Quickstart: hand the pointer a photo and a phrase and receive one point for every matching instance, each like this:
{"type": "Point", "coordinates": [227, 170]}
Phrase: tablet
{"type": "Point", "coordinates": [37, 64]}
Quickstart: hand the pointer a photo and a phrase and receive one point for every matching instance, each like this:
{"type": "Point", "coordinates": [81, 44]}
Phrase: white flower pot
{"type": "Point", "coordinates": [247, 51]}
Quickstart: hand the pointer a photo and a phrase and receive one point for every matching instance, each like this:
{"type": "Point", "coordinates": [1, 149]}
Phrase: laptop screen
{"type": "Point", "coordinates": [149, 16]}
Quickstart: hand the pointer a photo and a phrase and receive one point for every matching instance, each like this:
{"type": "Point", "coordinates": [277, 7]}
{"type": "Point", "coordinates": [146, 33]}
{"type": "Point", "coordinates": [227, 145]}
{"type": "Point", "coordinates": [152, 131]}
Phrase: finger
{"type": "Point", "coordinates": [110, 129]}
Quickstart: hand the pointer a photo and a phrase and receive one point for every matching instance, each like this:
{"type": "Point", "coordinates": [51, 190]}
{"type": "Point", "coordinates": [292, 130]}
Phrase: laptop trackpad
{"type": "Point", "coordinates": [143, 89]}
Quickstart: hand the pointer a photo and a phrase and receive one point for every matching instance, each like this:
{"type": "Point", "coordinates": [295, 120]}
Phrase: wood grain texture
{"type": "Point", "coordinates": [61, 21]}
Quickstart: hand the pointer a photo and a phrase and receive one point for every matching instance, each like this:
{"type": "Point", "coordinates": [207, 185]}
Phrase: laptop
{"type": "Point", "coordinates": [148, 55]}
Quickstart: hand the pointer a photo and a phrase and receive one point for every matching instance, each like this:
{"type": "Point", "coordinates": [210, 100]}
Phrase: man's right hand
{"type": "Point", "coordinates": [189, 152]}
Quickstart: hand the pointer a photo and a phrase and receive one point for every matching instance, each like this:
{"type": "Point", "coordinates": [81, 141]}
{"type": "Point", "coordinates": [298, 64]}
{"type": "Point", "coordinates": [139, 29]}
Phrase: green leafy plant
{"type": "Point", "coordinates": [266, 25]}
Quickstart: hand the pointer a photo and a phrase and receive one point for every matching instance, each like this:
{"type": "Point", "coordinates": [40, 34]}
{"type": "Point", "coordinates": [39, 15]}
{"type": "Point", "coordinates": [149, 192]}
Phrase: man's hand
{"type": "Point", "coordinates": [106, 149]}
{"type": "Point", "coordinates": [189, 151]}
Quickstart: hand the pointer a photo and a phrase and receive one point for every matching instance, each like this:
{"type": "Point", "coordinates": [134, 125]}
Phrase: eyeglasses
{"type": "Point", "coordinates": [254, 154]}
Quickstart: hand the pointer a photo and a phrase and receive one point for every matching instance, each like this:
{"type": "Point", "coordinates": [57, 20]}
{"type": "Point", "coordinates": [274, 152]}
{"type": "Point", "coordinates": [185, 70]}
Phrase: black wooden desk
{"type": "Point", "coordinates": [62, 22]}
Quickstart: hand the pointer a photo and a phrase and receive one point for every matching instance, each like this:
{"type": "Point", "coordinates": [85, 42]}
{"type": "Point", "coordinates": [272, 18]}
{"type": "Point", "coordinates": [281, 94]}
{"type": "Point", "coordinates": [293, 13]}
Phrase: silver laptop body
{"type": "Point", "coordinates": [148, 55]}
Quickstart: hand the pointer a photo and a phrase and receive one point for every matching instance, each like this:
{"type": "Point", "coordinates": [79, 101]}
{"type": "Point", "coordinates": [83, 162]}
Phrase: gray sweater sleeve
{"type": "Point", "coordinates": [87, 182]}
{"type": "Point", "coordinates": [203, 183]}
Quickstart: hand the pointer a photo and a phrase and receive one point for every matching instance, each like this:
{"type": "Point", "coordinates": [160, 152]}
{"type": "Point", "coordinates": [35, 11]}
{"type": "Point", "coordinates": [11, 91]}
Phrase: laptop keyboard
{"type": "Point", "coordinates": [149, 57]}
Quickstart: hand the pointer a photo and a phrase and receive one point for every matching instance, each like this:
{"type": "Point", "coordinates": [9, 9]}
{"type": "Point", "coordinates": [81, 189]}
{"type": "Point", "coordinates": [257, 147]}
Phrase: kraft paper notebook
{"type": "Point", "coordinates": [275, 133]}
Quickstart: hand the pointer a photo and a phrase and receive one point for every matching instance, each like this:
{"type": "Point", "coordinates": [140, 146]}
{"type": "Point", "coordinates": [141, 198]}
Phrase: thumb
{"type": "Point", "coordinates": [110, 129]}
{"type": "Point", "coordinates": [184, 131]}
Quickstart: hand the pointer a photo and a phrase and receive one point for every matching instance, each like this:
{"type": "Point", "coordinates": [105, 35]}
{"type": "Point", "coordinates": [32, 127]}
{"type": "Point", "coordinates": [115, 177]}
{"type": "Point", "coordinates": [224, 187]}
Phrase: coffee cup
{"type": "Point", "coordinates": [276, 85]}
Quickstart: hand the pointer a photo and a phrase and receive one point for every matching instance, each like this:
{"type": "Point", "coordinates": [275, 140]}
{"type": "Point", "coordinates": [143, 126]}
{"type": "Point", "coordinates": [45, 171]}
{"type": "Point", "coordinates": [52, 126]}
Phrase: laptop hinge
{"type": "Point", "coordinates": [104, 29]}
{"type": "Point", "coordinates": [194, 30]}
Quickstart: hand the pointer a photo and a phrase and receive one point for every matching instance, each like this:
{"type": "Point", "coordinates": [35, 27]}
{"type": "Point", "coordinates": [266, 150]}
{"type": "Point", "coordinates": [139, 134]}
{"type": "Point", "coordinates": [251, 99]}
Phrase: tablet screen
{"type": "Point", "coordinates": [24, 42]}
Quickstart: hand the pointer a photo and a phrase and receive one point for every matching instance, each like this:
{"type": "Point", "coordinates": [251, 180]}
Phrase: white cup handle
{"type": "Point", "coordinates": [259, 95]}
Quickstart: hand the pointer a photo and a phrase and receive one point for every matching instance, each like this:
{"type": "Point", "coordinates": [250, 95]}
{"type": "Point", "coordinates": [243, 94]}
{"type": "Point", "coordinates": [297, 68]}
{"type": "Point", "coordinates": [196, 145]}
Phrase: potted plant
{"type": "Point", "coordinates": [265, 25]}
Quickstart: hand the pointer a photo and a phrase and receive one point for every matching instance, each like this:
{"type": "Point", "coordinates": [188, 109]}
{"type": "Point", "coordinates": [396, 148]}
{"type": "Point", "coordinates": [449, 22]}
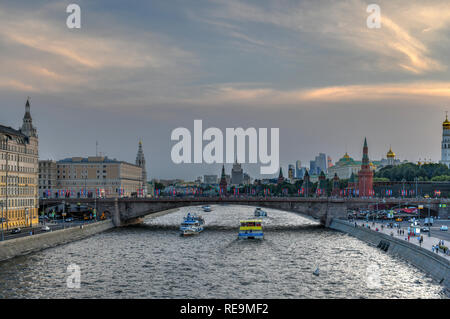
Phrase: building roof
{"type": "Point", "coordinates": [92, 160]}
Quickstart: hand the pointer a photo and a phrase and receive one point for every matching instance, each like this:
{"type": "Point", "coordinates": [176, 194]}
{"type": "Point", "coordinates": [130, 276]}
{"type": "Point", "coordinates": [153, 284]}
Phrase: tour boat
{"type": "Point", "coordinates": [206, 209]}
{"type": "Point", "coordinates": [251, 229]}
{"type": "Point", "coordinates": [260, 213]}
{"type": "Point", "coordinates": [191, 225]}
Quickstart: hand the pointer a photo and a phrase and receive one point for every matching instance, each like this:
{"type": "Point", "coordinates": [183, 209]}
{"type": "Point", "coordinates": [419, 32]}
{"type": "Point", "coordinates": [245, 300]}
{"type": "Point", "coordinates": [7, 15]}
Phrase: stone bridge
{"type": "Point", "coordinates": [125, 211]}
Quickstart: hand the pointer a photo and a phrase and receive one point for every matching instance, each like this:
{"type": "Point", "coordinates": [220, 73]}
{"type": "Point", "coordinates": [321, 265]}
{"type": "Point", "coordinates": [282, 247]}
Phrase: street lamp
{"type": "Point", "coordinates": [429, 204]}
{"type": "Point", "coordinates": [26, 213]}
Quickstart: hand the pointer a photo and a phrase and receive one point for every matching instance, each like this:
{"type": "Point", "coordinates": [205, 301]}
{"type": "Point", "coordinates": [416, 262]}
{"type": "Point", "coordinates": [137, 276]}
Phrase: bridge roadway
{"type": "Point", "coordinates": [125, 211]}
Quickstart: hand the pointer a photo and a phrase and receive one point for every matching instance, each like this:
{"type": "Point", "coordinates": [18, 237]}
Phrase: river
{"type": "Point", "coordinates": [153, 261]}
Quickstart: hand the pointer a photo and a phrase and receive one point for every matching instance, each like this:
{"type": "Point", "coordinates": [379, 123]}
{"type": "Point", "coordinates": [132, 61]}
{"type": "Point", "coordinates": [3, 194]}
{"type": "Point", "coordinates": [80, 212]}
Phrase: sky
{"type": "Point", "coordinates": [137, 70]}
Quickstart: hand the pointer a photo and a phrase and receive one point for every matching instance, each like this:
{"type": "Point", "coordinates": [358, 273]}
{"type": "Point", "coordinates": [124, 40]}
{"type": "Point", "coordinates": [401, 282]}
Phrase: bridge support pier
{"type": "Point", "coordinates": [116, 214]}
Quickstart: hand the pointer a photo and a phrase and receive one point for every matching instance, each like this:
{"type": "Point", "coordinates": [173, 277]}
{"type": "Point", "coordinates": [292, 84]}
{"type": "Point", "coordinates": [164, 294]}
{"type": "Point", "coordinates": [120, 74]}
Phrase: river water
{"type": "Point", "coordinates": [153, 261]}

☆ ☆ ☆ ☆

- _Requirements_
Which lines in the rows above contain the word "screen"? Pull out each of them in full.

- _Answer for the task_
Phrase: laptop screen
Phrase: tablet screen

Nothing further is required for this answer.